◆ PROMPT A
Please extract every line of the records that contains the string "thin".

◆ TEXT EXCERPT
= = =
Monday, February 22, 2016

Digest for comp.lang.c++@googlegroups.com - 20 updates in 6 topics

malcolm.mclean5@btinternet.com: Feb 22 01:22PM -0800

On Monday, February 22, 2016 at 6:03:44 PM UTC, Alf P. Steinbach wrote:
 
> * For a C++11 solution you need to recursion to avoid a nasty complex
> expression. For C++14 I believe you can use a loop. I'd just use
> recursion here anyway, because it's very clear for this, and concise.
 
It's operator "".
 
Great, thanks, that's what I was looking for.
Paavo Helde <myfirstname@osa.pri.ee>: Feb 23 12:32AM +0200

On 22.02.2016 22:13, Ian Collins wrote:
>>> in the case conditions.
= = =
◆ PROMPT B
According to the newsgroup digest, how many updates and topics does it include?
= = =
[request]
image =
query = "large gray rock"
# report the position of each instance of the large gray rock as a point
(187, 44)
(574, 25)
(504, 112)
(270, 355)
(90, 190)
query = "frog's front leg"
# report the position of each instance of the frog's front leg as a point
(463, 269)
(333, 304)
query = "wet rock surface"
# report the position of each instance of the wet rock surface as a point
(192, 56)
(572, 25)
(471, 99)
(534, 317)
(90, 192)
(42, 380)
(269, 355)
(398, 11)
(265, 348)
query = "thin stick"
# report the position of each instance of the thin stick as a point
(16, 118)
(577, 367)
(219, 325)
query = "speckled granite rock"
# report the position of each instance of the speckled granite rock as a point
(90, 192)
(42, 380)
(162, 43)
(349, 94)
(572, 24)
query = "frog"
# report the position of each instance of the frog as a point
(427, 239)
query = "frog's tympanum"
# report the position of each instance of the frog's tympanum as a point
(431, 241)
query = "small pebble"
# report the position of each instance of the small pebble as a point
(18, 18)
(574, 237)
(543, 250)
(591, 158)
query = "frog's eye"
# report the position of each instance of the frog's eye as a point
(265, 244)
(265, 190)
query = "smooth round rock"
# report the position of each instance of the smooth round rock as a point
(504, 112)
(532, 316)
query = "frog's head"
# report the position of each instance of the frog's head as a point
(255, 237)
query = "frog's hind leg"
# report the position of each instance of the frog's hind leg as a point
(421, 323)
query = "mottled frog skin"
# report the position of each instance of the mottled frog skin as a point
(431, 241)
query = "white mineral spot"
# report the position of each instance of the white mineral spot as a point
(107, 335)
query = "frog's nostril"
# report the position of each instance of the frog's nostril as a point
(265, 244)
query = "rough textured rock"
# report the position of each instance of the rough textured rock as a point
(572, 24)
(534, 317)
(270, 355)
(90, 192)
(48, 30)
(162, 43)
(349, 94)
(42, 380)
= = =
◆ WRITTEN ANSWER A
query = "thin stick"
# report the position of each instance of the thin stick as a point

◆ WRITTEN ANSWER B
20 updates in 6 topics.